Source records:

####

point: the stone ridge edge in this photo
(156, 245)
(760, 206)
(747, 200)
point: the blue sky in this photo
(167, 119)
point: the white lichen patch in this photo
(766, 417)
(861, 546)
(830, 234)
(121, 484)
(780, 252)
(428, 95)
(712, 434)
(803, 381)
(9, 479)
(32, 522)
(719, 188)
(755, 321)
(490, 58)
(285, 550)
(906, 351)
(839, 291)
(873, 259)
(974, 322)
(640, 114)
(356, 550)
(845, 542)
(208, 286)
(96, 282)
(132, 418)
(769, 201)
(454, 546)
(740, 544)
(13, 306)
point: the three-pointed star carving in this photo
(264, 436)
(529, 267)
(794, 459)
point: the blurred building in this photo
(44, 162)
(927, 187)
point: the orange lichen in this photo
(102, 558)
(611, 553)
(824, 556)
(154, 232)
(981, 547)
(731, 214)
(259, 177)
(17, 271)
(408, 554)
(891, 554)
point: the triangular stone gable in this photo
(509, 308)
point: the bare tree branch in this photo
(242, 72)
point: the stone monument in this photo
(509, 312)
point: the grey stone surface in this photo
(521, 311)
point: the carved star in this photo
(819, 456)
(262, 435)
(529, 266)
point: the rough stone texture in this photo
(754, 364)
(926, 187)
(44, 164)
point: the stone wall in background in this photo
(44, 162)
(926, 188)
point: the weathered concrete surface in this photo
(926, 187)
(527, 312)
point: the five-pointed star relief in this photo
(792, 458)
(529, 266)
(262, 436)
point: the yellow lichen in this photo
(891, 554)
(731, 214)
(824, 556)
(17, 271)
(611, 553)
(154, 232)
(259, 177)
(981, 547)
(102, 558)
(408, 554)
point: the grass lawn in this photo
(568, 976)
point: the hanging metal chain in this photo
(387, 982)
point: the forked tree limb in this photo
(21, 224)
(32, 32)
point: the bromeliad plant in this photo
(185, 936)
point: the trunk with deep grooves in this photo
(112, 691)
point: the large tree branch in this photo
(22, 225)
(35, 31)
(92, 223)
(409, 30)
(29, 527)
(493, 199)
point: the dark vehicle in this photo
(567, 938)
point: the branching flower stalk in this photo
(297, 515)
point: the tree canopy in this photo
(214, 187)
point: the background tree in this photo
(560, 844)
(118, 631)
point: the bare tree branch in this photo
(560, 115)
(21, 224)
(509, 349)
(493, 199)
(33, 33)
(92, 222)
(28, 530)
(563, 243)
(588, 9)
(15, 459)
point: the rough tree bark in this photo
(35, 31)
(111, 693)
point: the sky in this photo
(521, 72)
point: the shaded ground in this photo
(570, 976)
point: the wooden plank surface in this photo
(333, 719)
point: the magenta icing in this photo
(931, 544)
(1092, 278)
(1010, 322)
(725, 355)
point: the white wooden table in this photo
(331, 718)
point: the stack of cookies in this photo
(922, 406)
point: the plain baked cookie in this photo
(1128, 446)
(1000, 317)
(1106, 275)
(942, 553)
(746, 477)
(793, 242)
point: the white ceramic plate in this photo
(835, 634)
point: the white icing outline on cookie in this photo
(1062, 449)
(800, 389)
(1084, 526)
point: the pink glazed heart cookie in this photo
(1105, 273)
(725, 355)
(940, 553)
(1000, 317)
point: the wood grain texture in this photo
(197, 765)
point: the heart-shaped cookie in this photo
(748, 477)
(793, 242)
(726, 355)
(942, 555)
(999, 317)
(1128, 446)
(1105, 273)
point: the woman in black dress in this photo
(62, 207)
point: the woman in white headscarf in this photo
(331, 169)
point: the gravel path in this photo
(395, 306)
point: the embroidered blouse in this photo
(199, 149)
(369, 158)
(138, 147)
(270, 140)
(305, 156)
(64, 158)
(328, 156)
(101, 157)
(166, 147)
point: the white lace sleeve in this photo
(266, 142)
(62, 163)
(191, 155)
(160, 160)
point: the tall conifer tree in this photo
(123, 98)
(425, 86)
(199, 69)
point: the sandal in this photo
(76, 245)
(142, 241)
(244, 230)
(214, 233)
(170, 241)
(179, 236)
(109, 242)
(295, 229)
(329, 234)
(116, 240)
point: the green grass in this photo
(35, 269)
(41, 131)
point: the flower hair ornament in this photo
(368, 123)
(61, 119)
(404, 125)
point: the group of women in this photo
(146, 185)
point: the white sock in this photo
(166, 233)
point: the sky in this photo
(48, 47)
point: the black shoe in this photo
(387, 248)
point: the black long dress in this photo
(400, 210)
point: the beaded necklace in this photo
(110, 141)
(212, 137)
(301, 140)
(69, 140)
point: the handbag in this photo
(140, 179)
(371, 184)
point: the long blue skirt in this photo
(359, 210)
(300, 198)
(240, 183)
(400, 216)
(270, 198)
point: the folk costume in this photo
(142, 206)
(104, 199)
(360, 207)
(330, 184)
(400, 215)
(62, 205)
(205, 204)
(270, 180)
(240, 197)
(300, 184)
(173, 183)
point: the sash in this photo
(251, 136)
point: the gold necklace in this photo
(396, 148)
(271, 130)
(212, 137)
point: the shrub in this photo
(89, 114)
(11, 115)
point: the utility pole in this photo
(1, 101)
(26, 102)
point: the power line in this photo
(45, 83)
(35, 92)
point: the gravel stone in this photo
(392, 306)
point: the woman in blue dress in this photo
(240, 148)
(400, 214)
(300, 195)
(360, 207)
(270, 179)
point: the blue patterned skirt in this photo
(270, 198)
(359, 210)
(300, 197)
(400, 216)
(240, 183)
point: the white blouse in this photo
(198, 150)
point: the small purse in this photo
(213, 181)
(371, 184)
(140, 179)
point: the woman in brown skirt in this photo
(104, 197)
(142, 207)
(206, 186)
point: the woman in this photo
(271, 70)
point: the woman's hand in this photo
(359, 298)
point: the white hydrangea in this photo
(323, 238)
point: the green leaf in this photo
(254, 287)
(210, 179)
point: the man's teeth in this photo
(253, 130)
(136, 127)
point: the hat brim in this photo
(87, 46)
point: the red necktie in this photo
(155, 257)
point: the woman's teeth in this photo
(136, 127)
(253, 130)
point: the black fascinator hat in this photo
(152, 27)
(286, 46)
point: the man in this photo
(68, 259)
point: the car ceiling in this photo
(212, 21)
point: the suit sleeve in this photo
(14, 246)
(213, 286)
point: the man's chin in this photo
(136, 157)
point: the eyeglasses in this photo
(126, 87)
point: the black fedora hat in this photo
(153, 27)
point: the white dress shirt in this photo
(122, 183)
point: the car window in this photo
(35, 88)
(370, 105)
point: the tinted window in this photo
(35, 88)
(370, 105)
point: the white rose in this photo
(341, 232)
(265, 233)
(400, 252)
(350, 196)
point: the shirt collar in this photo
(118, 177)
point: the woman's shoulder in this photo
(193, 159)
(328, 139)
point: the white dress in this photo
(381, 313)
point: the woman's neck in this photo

####

> **Problem requirements**
Set the data down once more, exactly as it stands.

> **Solved problem**
point: the stone ridge edge in this photo
(156, 245)
(760, 206)
(747, 200)
point: the blue sky in this photo
(167, 119)
point: the white lichen patch in this photo
(766, 417)
(861, 546)
(830, 234)
(121, 484)
(780, 252)
(428, 95)
(712, 434)
(803, 381)
(9, 479)
(32, 522)
(719, 188)
(755, 321)
(490, 58)
(285, 550)
(906, 351)
(839, 291)
(873, 259)
(974, 322)
(640, 114)
(356, 550)
(845, 542)
(208, 286)
(96, 282)
(132, 418)
(769, 201)
(454, 546)
(740, 544)
(13, 306)
point: the three-pointed star carving in this photo
(264, 436)
(529, 267)
(794, 459)
point: the blurred building in this photo
(44, 162)
(927, 187)
point: the orange lichen in this photo
(102, 558)
(611, 553)
(824, 556)
(154, 232)
(981, 547)
(731, 214)
(259, 177)
(17, 271)
(408, 554)
(891, 554)
point: the triangular stone gable in this photo
(509, 308)
point: the bare tree branch in this photo
(242, 72)
point: the stone monument in this photo
(509, 312)
point: the grey stone surface in this photo
(521, 311)
point: the carved star in this photo
(819, 456)
(262, 435)
(529, 266)
point: the rough stone texture in this photo
(754, 364)
(926, 187)
(44, 164)
point: the stone wall in background in this photo
(44, 162)
(926, 188)
point: the weathered concrete surface in this photo
(926, 187)
(527, 312)
point: the five-pointed star relief in this photo
(792, 458)
(529, 266)
(262, 436)
point: the yellow lichen in this photo
(891, 554)
(731, 214)
(824, 556)
(17, 271)
(611, 553)
(154, 232)
(259, 177)
(981, 547)
(102, 558)
(408, 554)
point: the grass lawn in this photo
(568, 976)
point: the hanging metal chain in this photo
(387, 982)
point: the forked tree limb in this photo
(21, 224)
(32, 32)
point: the bromeliad plant in this photo
(185, 936)
point: the trunk with deep grooves in this photo
(112, 691)
point: the large tree branch in this photo
(22, 225)
(35, 31)
(92, 223)
(409, 30)
(29, 527)
(493, 199)
point: the dark vehicle in this photo
(567, 938)
point: the branching flower stalk in this photo
(297, 515)
point: the tree canopy in this photo
(214, 187)
point: the background tree in this photo
(560, 844)
(118, 631)
point: the bare tree branch in this photo
(560, 115)
(21, 224)
(509, 349)
(493, 199)
(33, 33)
(92, 222)
(28, 530)
(563, 243)
(588, 9)
(15, 459)
point: the rough tree bark in this photo
(35, 31)
(111, 693)
point: the sky in this photo
(521, 72)
point: the shaded ground in this photo
(570, 976)
point: the wooden plank surface in this photo
(333, 719)
point: the magenta icing in this photo
(931, 544)
(1092, 278)
(1010, 322)
(725, 355)
point: the white wooden table in this photo
(331, 718)
point: the stack of cookies in this photo
(922, 406)
point: the plain baked cookie in this photo
(1128, 446)
(1000, 317)
(1106, 275)
(942, 553)
(746, 477)
(793, 242)
point: the white ceramic plate in this photo
(835, 634)
point: the white icing outline on cookie in this photo
(1062, 449)
(800, 389)
(1084, 526)
point: the pink glazed heart cookie in this photo
(1105, 273)
(725, 355)
(940, 553)
(1000, 317)
point: the wood grain texture in this photo
(197, 765)
point: the heart-shaped cookie in this photo
(748, 477)
(793, 242)
(726, 355)
(942, 555)
(999, 317)
(1128, 446)
(1105, 273)
point: the woman in black dress in this photo
(62, 207)
point: the woman in white headscarf in this photo
(331, 169)
point: the gravel path in this photo
(395, 306)
point: the embroidered blouse in this photo
(199, 149)
(369, 158)
(138, 147)
(270, 140)
(305, 156)
(64, 158)
(328, 156)
(101, 157)
(166, 147)
point: the white lace sleeve in this photo
(266, 142)
(62, 163)
(191, 155)
(160, 160)
point: the tall conifer tree in this photo
(123, 98)
(425, 86)
(199, 69)
point: the sandal in this photo
(76, 245)
(142, 241)
(244, 230)
(214, 233)
(170, 241)
(179, 236)
(109, 242)
(295, 229)
(329, 234)
(116, 240)
point: the green grass in this photo
(35, 269)
(41, 131)
point: the flower hair ornament in this photo
(368, 123)
(61, 119)
(404, 125)
point: the group of women in this photo
(146, 185)
point: the white sock in this photo
(166, 233)
point: the sky in this photo
(48, 47)
point: the black shoe in this photo
(387, 248)
point: the black long dress in this photo
(400, 210)
point: the beaded necklace in this photo
(110, 141)
(212, 137)
(301, 140)
(69, 140)
point: the handbag in this photo
(140, 179)
(371, 184)
point: the long blue skirt in this photo
(359, 210)
(300, 198)
(240, 183)
(400, 216)
(270, 198)
point: the folk costume in this photo
(142, 206)
(104, 199)
(360, 207)
(330, 184)
(400, 215)
(62, 205)
(205, 204)
(270, 180)
(240, 197)
(300, 184)
(173, 183)
point: the sash in this photo
(251, 136)
point: the gold necklace in this photo
(396, 148)
(271, 130)
(212, 137)
point: the shrub in this photo
(89, 114)
(11, 115)
point: the utility pole in this photo
(1, 101)
(26, 102)
point: the power line in this photo
(45, 83)
(35, 92)
point: the gravel stone in this photo
(392, 306)
point: the woman in blue dress in this photo
(240, 148)
(400, 214)
(300, 195)
(360, 207)
(270, 179)
point: the blue patterned skirt in this photo
(270, 198)
(359, 210)
(300, 197)
(400, 216)
(240, 183)
point: the white blouse in this photo
(198, 150)
point: the small purse in this photo
(213, 181)
(371, 184)
(140, 179)
point: the woman in brown skirt in this photo
(104, 197)
(142, 207)
(206, 186)
point: the woman in this photo
(271, 70)
point: the woman's hand in this photo
(359, 298)
point: the white hydrangea in this photo
(323, 238)
point: the green leaf in this photo
(254, 287)
(210, 179)
point: the man's teeth in this photo
(253, 130)
(136, 127)
point: the hat brim in this photo
(87, 46)
point: the red necktie in this photo
(155, 257)
point: the woman's teeth in this photo
(136, 127)
(253, 130)
point: the black fascinator hat in this photo
(152, 27)
(286, 46)
point: the man in this photo
(68, 259)
point: the car ceiling in this photo
(212, 21)
point: the suit sleeve in this photo
(14, 246)
(213, 286)
point: the man's chin in this photo
(136, 157)
point: the eyeglasses in this photo
(126, 87)
point: the black fedora hat in this photo
(153, 27)
point: the white dress shirt in this photo
(122, 183)
point: the car window in this photo
(35, 88)
(370, 105)
point: the tinted window in this photo
(35, 88)
(370, 105)
point: the white rose in this photo
(341, 232)
(265, 233)
(400, 252)
(350, 196)
point: the shirt collar in this photo
(118, 177)
point: the woman's shoulder in this photo
(193, 159)
(328, 139)
point: the white dress in this photo
(381, 313)
point: the woman's neck in this photo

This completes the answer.